*Extrait choisi*
# Enfant placé



## CindyAssmat (23 Septembre 2022)

Bonjour,
Je me permet de vous demander des renseignements, quelqu'un a peut être déjà eu un cas similaire.
Voilà, j'accueille un enfant suivi par les services sociaux plusieurs choses m'ont alerté et j'ai prévenue ma puéricultrice (c'est justement elle qui suivait ce petit chez ses parents) , j'ai appris que l'enfant a été retiré de sa famille en urgence aujourd'hui, je me sent très touchée par cette histoire...
Mais qu'est-ce qu'il se passe pour moi? Mon salaire,mon contrat surtout que les parents n'ont pas reçu leur code Pajemploi et ils sont en séparation


----------



## Zazie (23 Septembre 2022)

Bonsoir @CindyAssmat,
J ai eu le cas il y a plusieurs années, ma puer de l époque m a aidée pour avoir MES salaires dûs. La maman était insolvable (évidemment) le papa inexistant, j ai bataillé pour avoir ma lettre de licenciement.  Résultat 3 mois sans avoir la petite et j ai récupéré TOUS mes salaires, car madame touchait pajemploi + aides++++
Ne lâchez rien ! 
Bon courage
Moi, je viens de rendre mon tablier après de nombreuses années de bons et loyaux services, next !


----------



## CindyAssmat (23 Septembre 2022)

D'accord merci beaucoup. Je vais voir avec la puéricultrice la semaine prochaine car la maman fait la morte par contre c'est le papa qui m'a prévenue que le petit ne viendrai plus car il était placé.


----------



## Sandrine2572 (23 Septembre 2022)

Bonsoir

Aïe aïe situation pas évidente 
Normal que tu soit touché par cette situation 
D après ce que je comprend il y a pas longtemps que tu gardait cet enfant ? Peu être encore en période d essai ? 

Dans un 1 er temps rapproche toi de ta puer pour savoir la démarche à suivre vue que c est elle qui suivait cette famille elle peu peu être t aider . Elle peu peu être intervenir auprès de cette famille pour qu elle fasse les démarches nécessaires envers toi


----------



## CindyAssmat (23 Septembre 2022)

Oui ça fait 1 mois que j'accueille ce petit,la période d'essai c'est terminé le 22 donc hier.
Je vais contacter ma puéricultrice la semaine prochaine et voir avec elle


----------



## Sandrine2572 (23 Septembre 2022)

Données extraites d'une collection

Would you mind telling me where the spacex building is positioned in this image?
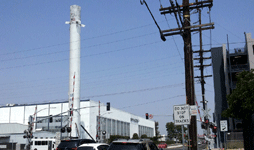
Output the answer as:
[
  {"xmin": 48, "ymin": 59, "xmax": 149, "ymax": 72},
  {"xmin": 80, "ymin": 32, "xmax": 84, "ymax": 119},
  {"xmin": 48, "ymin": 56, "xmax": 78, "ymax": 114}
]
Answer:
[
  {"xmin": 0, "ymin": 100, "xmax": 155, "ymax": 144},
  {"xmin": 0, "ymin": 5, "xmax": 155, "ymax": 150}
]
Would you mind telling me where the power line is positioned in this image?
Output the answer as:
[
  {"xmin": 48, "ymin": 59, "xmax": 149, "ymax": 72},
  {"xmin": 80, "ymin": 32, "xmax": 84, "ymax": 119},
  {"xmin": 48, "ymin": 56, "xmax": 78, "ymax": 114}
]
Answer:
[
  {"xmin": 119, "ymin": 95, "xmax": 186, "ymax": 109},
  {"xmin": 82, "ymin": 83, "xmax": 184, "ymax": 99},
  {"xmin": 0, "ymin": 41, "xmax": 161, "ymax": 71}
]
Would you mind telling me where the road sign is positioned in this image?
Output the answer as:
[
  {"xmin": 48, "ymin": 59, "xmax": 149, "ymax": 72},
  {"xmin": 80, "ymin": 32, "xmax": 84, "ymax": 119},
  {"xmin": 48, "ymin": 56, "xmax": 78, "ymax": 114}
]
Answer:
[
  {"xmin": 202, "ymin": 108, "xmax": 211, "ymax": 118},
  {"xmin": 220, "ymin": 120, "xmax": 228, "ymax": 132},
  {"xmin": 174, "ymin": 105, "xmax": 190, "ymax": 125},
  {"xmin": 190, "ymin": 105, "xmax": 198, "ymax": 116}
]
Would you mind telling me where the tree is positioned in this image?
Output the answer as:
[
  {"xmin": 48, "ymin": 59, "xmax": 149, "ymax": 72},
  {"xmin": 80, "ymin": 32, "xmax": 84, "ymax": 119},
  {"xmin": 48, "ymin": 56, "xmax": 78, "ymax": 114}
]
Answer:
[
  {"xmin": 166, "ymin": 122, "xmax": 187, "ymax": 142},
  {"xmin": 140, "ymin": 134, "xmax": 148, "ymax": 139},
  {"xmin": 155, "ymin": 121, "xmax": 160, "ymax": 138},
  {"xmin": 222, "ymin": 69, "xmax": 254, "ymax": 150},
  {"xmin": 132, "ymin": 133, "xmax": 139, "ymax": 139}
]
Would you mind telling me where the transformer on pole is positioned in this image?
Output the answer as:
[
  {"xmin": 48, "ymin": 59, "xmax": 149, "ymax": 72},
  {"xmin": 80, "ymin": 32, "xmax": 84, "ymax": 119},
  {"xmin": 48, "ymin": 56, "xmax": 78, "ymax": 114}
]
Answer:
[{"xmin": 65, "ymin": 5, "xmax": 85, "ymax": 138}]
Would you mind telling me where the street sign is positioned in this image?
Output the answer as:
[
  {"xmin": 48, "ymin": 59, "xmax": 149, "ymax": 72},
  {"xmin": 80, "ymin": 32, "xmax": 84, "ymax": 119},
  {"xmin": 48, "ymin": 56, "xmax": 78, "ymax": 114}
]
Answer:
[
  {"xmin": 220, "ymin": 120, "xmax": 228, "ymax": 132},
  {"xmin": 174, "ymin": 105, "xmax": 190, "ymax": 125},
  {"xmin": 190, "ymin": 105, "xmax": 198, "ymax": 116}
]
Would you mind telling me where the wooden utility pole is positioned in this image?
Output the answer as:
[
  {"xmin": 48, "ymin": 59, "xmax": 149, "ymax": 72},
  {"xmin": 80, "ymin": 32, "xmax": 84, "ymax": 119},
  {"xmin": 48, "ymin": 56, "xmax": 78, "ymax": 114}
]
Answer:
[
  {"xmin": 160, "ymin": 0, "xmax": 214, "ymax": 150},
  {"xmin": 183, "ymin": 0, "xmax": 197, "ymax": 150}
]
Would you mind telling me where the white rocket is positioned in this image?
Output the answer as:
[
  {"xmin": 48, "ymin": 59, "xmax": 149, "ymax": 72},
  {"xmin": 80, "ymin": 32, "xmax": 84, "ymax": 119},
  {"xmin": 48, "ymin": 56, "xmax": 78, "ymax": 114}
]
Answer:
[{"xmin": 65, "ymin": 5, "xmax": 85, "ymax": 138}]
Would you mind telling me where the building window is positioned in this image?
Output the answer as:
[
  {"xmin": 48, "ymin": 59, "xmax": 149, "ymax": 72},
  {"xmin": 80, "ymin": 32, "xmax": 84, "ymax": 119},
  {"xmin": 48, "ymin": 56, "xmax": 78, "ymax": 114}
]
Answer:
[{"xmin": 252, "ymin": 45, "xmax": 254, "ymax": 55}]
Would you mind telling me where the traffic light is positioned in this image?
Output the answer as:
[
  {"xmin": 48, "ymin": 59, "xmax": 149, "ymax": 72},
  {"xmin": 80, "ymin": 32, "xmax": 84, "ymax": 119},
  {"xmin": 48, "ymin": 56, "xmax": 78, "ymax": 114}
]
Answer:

*Exercices à réaliser*
1) Extrayez sans aucune modification les lignes des enregistrements en partant de celle qui contient « Would you mind telling me where the traffic » et en allant jusqu'à la fin des enregistrements, bornes comprises.
2) Rédigez la suite du fil de discussion sur l'enfant placé.

*Corrigé des exercices*
1)
Would you mind telling me where the traffic light is positioned in this image?
Output the answer as:
[
  {"xmin": 48, "ymin": 59, "xmax": 149, "ymax": 72},
  {"xmin": 80, "ymin": 32, "xmax": 84, "ymax": 119},
  {"xmin": 48, "ymin": 56, "xmax": 78, "ymax": 114}
]
Answer:

2)
A part que ses PE te licencie je vois pas d autre solution


----------



## CindyAssmat (24 Septembre 2022)

Oui j'imagine sauf que je pense que ça va être compliqué.
Je vais voir avec la puéricultrice j'espère qu'elle pourra faire quelque chose


----------



## nounou51 (30 Septembre 2022)

moi  la maman  etait sous curatelle  donc j etais payé   par l udaf  .


----------



## Griselda (6 Octobre 2022)

Je n'attendrais pas une semaine pour solliciter l'aide de la PMI dans ce dossier d'autant plus si c'est la PMI qui m'a demandé de prendre en charge cet enfant.
Il arrive dans certains cas que ce soit la PMI (le CD) qui paie le salaire de l'AM.
Je n'attendrais pas aussi pour une autre raison: c'est le Père qui t'a prévenu? Et si ce n'était pas tout à fait la réallité? Et si l'absence de cet enfant ne serait pas du à un placement par la PMI chez une Assistante Familliale? Dans le doute j'apellerai tout de suite pour dire ce qui se passe et en même temps solliciter de l'aide pour les papiers.

Evidement, outre les questions administratives du contrat c'est assez bouleversant car on ne place pas un enfant si facilement. On a d'abord essayé avec un soutient pédagogique, mais on a jugé que c'était insufisant pour assurer à l'enfant le respect de ses besoins. Dis toi que s'il est placé c'est surement mieux ainsi pour lui... et peut être pour toi aussi car un tel dossier n'est pas simple à gérer si les Parents restent sourds à tes recommandations aussi.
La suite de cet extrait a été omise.